» Source data:
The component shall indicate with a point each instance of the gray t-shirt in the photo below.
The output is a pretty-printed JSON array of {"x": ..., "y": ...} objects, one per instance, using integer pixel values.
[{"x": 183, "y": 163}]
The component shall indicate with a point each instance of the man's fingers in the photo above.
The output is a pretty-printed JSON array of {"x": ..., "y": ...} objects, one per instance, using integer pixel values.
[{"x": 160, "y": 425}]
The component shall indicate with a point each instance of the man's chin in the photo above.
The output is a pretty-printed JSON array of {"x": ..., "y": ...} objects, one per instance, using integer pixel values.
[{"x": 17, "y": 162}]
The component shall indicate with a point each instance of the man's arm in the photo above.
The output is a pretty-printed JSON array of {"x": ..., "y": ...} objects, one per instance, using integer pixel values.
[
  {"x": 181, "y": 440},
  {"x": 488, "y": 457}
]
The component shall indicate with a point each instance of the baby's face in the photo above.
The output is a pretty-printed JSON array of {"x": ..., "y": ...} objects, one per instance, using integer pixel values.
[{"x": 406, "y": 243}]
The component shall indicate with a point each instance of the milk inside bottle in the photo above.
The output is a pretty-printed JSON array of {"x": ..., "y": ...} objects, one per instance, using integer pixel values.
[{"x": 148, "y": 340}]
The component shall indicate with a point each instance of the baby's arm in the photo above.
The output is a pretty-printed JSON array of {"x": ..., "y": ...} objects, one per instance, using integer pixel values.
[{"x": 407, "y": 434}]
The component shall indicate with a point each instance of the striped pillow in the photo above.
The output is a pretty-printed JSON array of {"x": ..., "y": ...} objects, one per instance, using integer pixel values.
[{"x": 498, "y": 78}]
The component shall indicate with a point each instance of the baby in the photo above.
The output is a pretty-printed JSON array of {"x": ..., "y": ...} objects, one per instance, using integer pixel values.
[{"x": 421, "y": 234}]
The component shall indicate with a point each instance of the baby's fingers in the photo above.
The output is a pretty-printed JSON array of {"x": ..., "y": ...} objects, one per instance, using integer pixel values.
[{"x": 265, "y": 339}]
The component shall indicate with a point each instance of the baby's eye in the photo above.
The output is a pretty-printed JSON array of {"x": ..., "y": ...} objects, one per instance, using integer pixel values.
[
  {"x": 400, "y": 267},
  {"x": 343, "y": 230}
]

» The exercise:
Put the lines above into a JSON list of strings, with one string for each line and any blank lines left out.

» Correct response:
[
  "The component shall indicate with a point each instance of the gray t-shirt in the photo below.",
  "The output is a pretty-printed JSON array of {\"x\": ..., \"y\": ...} objects, one per instance, using integer pixel values.",
  "[{\"x\": 183, \"y\": 163}]",
  "The component shall indicate with a point each instance of the man's fingers in the photo above.",
  "The output is a pretty-printed JSON array of {\"x\": ..., \"y\": ...} objects, one per instance, using integer pixel values.",
  "[{\"x\": 160, \"y\": 425}]",
  "The component shall indicate with a point each instance of the man's chin in the photo above.",
  "The output is a pretty-printed JSON array of {\"x\": ..., \"y\": ...} objects, one per instance, using integer pixel values.",
  "[{\"x\": 17, \"y\": 162}]",
  "The component shall indicate with a point each instance of the man's arm in the photo above.",
  "The output is a pretty-printed JSON array of {\"x\": ..., \"y\": ...} objects, one per instance, using integer pixel values.",
  "[",
  "  {\"x\": 181, \"y\": 440},",
  "  {\"x\": 488, \"y\": 457}",
  "]",
  "The component shall indicate with a point each instance of the baby's face in the photo above.",
  "The output is a pretty-printed JSON array of {\"x\": ..., \"y\": ...} objects, one per instance, using integer pixel values.",
  "[{\"x\": 406, \"y\": 243}]",
  "The component shall indicate with a point each instance of the milk inside bottle in the photo above.",
  "The output is a pretty-printed JSON array of {\"x\": ..., \"y\": ...} objects, one per instance, using integer pixel values.",
  "[{\"x\": 148, \"y\": 340}]",
  "The component shall indicate with a point each instance of the baby's arm in the photo above.",
  "The output is a pretty-printed JSON array of {\"x\": ..., \"y\": ...} objects, one per instance, using integer pixel values.",
  "[{\"x\": 407, \"y\": 434}]",
  "The component shall indicate with a point each instance of the striped pillow in the photo above.",
  "The output is a pretty-printed JSON array of {\"x\": ..., \"y\": ...} objects, one per instance, using integer pixel values.",
  "[{\"x\": 498, \"y\": 78}]",
  "The component shall indicate with a point each instance of the baby in the photo above.",
  "The output is a pretty-printed JSON array of {\"x\": ..., \"y\": ...} objects, one per instance, using integer pixel values.",
  "[{\"x\": 421, \"y\": 234}]",
  "The component shall indicate with a point each instance of the baby's fingers in the photo above.",
  "The output is a pretty-printed JSON array of {\"x\": ..., \"y\": ...} objects, one per instance, using integer pixel values.",
  "[{\"x\": 265, \"y\": 339}]",
  "The component shall indicate with a point each instance of the baby's eye in the photo above.",
  "The output is a pretty-printed JSON array of {\"x\": ..., \"y\": ...} objects, one per instance, using integer pixel values.",
  "[",
  "  {\"x\": 400, \"y\": 267},",
  "  {\"x\": 343, \"y\": 230}",
  "]"
]